George Bernard Shaw said America and England were two countries “separated by a common language.” Medical comanagement often feels the same. Professionals in different fields speak the same language but don’t always communicate well or heed each other’s judgment. And the electronic health records intended to bridge such gaps sometimes only make them more intractable.  

   

Earlier this month, a Texas hospital let the first US patient with Ebola walk out the door instead of being quarantined. The intake nurse recorded that the patient had recently traveled to Africa, but because the hospital’s EHR nursing workflow and physician workflow are separate, that detail didn’t show up in the chart the ER physician saw. Same patient record, different views—and a vital piece of information slipped through the cracks.

Headlines like “Electronic-Record Gap Allowed Ebola Patient to Leave Hospital” (Bloomberg News, Oct. 4) don’t do much to build confidence in our patchwork EHR system. They only reinforce the stories that we all have of our own frustrations in navigating the health care system. Here’s mine.

The Case of the Extraneous X-Ray

Earlier this year, during SECO, I hurt my shoulder in the hotel gym. My GP diagnosed tendonitis and recommended a course of physical therapy. I went to PT about 20 times over three months. After every single visit, the place sent me a paper record of the encounter, even when I didn’t have an outstanding balance to pay. Just an FYI.

When the therapy didn’t seem to be helping, I went back to the GP. “How did it go at PT?” she asked. Had she seen the physical therapist’s records, I inquired? No. Hmm, maybe that would have been better than my subjective report. Anyway, she ordered an X-ray and referred me to an orthopedic specialist.

I took off from work and went to the radiology lab my doctor recommended. The only thing that X-ray revealed was how bad my doctors are at sharing records. Trying to get the report from radiology to the orthopedist highlighted how much work remains to be done in EHR.

▸ **Recorded data**
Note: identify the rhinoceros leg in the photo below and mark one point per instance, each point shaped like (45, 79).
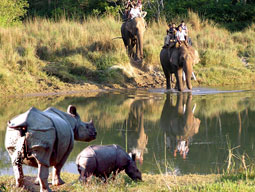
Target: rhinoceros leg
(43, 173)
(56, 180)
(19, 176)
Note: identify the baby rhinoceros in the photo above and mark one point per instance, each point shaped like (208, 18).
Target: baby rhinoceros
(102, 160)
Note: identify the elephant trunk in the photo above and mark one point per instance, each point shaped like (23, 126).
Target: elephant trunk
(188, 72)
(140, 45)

* * *

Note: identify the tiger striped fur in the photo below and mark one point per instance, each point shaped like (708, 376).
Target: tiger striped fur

▸ **Work order A**
Please copy the passage on electronic health records word for word from "Earlier this month, a" to "system. Here’s mine.".
▸ **Work order B**
Answer these questions using the passage on electronic health records:
(i) What did George Bernard Shaw call America and England?
(ii) Where was the writer when the shoulder injury happened?
(iii) About how many times did the writer go to PT, and over what period?
▸ **Work order C**
Write the next part of the passage on electronic health records, starting after its final sentence.
The items have nothing to do with the passage on electronic health records.

▸ **Exercise response A**
Earlier this month, a Texas hospital let the first US patient with Ebola walk out the door instead of being quarantined. The intake nurse recorded that the patient had recently traveled to Africa, but because the hospital’s EHR nursing workflow and physician workflow are separate, that detail didn’t show up in the chart the ER physician saw. Same patient record, different views—and a vital piece of information slipped through the cracks.

Headlines like “Electronic-Record Gap Allowed Ebola Patient to Leave Hospital” (Bloomberg News, Oct. 4) don’t do much to build confidence in our patchwork EHR system. They only reinforce the stories that we all have of our own frustrations in navigating the health care system. Here’s mine.

▸ **Exercise response B**
(i) Two countries "separated by a common language."
(ii) In the hotel gym, during SECO.
(iii) About 20 times over three months.

▸ **Exercise response C**
I called the specialist’s office to see if they could pull up the results from the radiology lab. Nope, different system. (Remember, my GP recommended both the lab and the specialist.) Next, I called the GP and asked if they can send the results to the orthopedist before my exam. “What’s the fax number?” the receptionist asked. Beats me, I thought. You made the referral, shouldn’t you have it or know how to get it? And is a fax really the best way to share radiology images?

 “Well,” the receptionist said, “maybe you can come by and pick it up before your appointment.” Really, the patient as carrier pigeon? In 2014? Confidence waning, I felt I’d better have a physical copy in my hands, so I did stop by the GP’s office for the much-vaunted X-ray results. I got no actual images, just a two-sentence description of a radiologist’s interpretation, with no contact info for more detail or to obtain copies of the film. I brought this essentially useless bit of health care data to the specialist—who promptly ignored it and ordered a new X-ray. She too had received no record of my interactions with the GP or the physical therapist. 

In summary: 

• I got PT records I didn’t want.

• Two doctors didn’t get records they might have wanted.

• I was tasked with hand delivering results of a test a generalist ordered but a specialist didn’t want.

• Time and resources were wasted.

Mind the Gap

With this issue’s series on surgical comanagement plus an excellent article on avoiding EHR pitfalls, we detail many ways to bridge potential gaps like these in your practice.

Optometry is often touted—rightfully so—as a potential game changer in the delivery of care to cataract patients, whose ranks grow every year while ophthalmologists’ do not. Plus, refractive outcomes are more vital to these patients than ever, and who knows more about refraction than optometrists? 

So, keep up on surgical topics and make the effort to connect with your surgeons. And push through those EHR hurdles to unlock its true collaborative potential. My doctors didn’t—maybe I’ll just sleep in at next year’s SECO instead of hitting the gym—but aim higher for your own patients and practice.